**DOCUMENT PASSAGE:**

__________________________________________________

Newly found Iraqi files raise heat on British MP

Documents indicate payments of more than $10 million for support of Labour Party official.

Editor's note: Documents at the center of the allegations contained in this article have since been shown to be forgeries. The story detailing that Monitor conclusion is available here: http://www.csmonitor.com/2003/0620/p01s03-woiq.html. The Monitor therefore acknowledges that the allegations in the documents are false and has apologized to Mr. Galloway for their publication and for the embarrassment and distress caused to him. To underline the sincerity of this apology, the Monitor has paid Mr. Galloway a sum in damages.

A fresh set of documents uncovered in a Baghdad house used by Saddam Hussein's son Qusay to hide top-secret files detail multimillion dollar payments to an outspoken British member of parliament, George Galloway.

__________________________________________________

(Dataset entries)

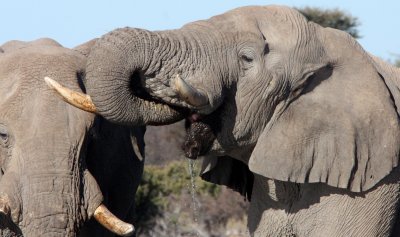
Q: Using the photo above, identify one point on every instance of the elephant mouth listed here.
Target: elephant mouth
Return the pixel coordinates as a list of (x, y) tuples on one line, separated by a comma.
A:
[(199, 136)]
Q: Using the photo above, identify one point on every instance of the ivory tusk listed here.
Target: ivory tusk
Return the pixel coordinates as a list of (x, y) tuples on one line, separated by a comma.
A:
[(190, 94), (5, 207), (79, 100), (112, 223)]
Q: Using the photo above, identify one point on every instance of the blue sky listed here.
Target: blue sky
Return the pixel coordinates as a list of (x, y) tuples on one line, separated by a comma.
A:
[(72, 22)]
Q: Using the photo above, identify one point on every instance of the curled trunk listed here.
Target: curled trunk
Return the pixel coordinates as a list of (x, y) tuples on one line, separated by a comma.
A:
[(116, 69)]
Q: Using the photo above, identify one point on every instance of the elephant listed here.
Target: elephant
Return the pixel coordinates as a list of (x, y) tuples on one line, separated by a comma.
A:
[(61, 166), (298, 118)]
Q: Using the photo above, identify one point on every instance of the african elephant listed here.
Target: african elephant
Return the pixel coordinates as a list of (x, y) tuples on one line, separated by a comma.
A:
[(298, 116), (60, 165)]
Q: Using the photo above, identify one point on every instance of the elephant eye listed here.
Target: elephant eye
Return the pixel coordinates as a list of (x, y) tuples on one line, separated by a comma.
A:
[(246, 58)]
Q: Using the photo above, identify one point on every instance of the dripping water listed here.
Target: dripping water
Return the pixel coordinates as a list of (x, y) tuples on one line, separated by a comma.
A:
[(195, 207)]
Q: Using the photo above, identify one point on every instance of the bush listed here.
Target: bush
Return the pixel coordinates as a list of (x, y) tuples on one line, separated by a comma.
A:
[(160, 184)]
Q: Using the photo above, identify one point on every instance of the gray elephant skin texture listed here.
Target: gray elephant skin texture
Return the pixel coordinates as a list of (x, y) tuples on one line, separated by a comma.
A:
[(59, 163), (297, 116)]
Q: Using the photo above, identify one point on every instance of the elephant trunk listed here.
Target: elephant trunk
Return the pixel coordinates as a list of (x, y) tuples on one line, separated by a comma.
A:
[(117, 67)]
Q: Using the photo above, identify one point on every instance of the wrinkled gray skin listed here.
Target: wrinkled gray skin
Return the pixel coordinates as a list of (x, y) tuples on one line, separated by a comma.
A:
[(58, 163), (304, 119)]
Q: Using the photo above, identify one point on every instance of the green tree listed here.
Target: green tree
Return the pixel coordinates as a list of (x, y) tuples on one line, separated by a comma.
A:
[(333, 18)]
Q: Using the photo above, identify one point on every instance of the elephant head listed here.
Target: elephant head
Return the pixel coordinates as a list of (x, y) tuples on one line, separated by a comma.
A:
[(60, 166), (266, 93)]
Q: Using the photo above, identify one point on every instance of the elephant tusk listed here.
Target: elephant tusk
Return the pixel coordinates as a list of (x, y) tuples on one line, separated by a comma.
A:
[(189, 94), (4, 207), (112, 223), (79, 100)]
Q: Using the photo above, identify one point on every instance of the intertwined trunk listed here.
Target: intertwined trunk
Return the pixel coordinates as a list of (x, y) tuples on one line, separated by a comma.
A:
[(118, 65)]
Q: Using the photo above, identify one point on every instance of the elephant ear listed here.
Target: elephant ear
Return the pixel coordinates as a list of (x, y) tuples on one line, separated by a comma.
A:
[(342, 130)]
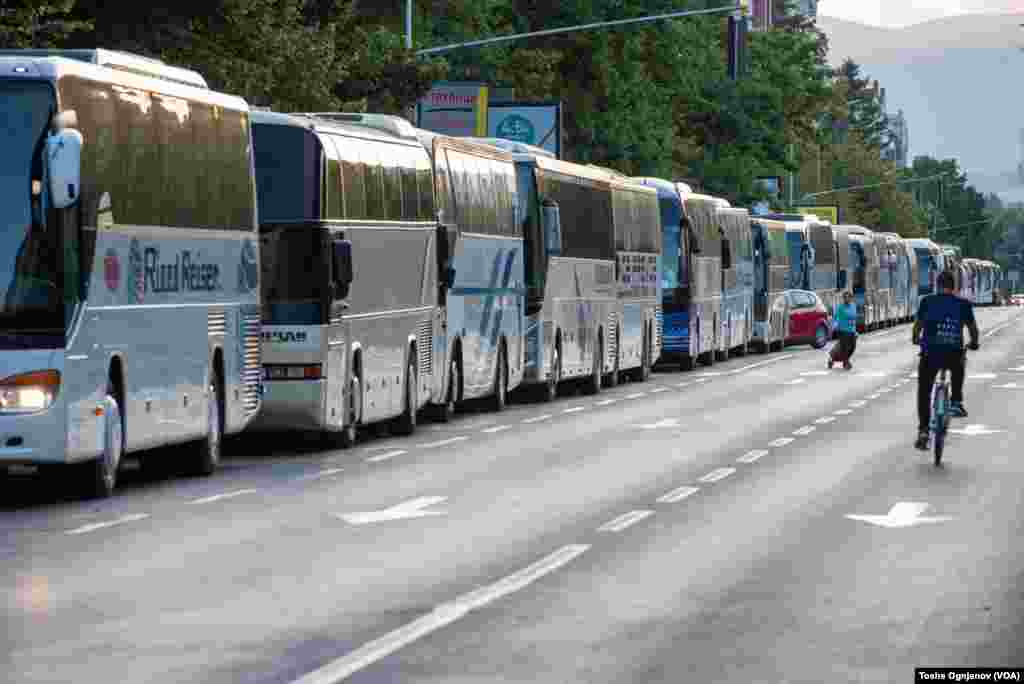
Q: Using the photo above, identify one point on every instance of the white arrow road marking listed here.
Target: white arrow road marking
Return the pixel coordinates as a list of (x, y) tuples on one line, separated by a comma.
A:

__________________________________________________

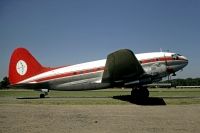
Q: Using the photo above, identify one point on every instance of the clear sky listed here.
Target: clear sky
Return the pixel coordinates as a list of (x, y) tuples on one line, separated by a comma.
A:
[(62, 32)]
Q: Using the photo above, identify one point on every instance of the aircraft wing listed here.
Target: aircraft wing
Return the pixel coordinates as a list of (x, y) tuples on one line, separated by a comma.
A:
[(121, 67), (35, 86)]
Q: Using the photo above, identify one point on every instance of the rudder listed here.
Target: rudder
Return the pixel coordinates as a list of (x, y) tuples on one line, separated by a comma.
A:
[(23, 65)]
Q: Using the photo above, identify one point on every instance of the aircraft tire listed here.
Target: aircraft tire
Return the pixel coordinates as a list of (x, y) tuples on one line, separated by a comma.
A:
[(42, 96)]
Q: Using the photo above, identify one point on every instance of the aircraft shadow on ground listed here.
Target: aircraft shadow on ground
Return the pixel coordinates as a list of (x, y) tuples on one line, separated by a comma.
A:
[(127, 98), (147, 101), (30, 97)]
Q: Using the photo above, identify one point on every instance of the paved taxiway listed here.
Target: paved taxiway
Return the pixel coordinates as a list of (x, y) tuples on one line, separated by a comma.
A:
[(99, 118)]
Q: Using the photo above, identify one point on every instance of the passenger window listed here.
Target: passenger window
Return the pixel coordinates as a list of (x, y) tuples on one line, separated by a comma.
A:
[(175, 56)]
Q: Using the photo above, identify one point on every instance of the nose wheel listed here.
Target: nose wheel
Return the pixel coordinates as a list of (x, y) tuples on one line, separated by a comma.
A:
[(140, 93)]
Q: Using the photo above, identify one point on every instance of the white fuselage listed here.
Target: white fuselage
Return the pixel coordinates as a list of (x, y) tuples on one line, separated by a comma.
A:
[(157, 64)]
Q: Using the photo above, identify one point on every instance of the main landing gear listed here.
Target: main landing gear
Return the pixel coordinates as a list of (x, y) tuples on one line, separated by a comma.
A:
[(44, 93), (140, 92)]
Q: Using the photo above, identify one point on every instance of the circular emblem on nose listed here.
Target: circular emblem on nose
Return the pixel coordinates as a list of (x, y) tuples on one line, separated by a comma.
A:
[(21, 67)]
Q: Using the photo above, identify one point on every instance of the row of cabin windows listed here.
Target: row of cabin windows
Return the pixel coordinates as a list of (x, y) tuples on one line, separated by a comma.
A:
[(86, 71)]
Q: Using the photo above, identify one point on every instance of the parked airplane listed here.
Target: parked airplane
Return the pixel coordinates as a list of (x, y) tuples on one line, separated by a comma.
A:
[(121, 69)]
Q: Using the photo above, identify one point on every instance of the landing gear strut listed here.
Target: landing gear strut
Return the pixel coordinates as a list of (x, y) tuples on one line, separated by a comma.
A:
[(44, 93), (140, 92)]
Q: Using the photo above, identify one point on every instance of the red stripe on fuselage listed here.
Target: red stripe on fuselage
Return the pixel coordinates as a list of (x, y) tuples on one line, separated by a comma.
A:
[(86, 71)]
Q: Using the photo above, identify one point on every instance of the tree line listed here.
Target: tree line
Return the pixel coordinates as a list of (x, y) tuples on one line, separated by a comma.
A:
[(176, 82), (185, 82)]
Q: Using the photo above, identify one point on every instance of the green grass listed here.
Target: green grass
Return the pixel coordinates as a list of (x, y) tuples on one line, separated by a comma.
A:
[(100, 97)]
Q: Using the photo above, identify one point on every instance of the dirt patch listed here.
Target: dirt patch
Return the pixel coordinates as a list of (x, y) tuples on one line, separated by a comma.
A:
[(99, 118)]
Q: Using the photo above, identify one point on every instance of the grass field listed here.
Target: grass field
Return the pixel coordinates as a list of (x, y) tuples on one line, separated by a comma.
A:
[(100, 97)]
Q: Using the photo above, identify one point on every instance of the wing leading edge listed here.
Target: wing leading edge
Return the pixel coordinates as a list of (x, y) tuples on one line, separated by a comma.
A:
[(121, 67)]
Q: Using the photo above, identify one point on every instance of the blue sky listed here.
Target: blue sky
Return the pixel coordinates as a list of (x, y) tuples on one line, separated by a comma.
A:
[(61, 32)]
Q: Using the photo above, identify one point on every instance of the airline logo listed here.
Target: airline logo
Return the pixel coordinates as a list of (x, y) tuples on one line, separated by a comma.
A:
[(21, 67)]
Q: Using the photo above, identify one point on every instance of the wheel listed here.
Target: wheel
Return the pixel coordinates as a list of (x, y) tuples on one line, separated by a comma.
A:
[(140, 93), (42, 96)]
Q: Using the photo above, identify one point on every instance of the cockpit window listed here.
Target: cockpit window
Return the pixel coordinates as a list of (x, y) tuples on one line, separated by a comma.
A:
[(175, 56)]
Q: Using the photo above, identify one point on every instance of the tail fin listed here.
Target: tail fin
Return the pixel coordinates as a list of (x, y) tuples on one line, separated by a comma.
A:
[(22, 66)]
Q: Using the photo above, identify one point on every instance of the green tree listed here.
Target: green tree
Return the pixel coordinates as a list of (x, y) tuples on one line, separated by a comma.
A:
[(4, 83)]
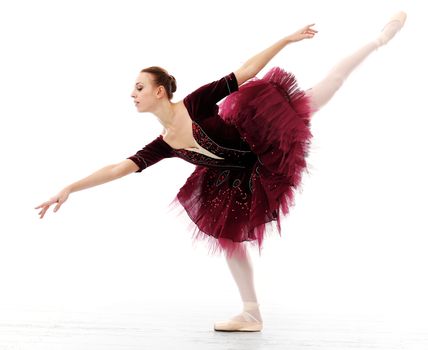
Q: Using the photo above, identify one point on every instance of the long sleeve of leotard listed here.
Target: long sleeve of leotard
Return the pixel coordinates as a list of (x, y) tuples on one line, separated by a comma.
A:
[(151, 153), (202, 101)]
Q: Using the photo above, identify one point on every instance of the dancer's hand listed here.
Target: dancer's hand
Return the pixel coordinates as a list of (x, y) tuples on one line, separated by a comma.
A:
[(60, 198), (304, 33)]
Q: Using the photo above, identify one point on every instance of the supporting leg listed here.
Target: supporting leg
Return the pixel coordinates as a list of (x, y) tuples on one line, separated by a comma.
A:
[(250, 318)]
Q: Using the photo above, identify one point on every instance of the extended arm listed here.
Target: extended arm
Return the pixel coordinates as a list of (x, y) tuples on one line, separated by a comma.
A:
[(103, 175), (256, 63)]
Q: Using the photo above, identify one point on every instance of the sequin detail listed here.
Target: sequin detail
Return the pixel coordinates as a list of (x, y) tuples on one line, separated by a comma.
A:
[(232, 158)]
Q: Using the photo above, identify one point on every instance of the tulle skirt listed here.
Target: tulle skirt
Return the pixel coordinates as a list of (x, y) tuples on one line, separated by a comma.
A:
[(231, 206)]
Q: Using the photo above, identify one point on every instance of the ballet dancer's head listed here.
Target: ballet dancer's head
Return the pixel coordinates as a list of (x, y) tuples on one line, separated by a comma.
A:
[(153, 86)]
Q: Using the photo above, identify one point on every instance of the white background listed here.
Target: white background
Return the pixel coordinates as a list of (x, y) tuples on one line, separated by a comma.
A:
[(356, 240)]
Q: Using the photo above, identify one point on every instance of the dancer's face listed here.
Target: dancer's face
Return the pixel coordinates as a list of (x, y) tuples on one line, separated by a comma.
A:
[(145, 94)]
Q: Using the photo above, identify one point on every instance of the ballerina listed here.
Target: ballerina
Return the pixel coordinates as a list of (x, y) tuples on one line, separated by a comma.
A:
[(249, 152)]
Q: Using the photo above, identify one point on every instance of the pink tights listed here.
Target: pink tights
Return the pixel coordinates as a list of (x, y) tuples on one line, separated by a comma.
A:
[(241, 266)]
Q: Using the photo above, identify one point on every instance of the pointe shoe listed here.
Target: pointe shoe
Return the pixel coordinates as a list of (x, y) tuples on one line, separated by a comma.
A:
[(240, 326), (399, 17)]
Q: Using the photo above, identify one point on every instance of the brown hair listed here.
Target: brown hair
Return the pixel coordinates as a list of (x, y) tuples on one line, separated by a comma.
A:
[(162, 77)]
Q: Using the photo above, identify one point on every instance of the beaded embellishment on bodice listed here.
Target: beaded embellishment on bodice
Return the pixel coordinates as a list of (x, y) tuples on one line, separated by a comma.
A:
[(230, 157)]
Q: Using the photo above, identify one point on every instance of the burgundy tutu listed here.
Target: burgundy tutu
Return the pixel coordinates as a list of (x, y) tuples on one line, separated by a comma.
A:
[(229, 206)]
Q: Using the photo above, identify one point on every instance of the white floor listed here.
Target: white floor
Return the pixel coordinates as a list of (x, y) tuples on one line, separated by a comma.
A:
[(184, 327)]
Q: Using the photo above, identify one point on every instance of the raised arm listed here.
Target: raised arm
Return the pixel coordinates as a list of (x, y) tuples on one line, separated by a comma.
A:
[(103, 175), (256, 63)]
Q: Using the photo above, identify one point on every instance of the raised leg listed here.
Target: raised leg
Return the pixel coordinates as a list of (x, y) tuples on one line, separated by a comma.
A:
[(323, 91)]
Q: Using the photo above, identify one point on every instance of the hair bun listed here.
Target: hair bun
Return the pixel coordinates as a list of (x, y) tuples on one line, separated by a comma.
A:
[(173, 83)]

__________________________________________________

**TASKS TO CARRY OUT:**
(A) Reproduce the portion of the Galloway article starting at "Newly found Iraqi" and ending at "parliament, George Galloway.".
(B) Please condense the paragraph of the Galloway article that begins "Editor's note: Documents at the center" into a brief bulleted list of its main facts.

**RESPONSES TO THE EXERCISE:**
(A)
Newly found Iraqi files raise heat on British MP

Documents indicate payments of more than $10 million for support of Labour Party official.

Editor's note: Documents at the center of the allegations contained in this article have since been shown to be forgeries. The story detailing that Monitor conclusion is available here: http://www.csmonitor.com/2003/0620/p01s03-woiq.html. The Monitor therefore acknowledges that the allegations in the documents are false and has apologized to Mr. Galloway for their publication and for the embarrassment and distress caused to him. To underline the sincerity of this apology, the Monitor has paid Mr. Galloway a sum in damages.

A fresh set of documents uncovered in a Baghdad house used by Saddam Hussein's son Qusay to hide top-secret files detail multimillion dollar payments to an outspoken British member of parliament, George Galloway.

(B)
- The documents behind the article's allegations have since been shown to be forgeries.
- A Monitor story detailing that conclusion is linked.
- The Monitor acknowledges the allegations are false.
- It has apologized to Mr. Galloway for publishing them and for the embarrassment and distress caused.
- It has paid him a sum in damages to underline the apology's sincerity.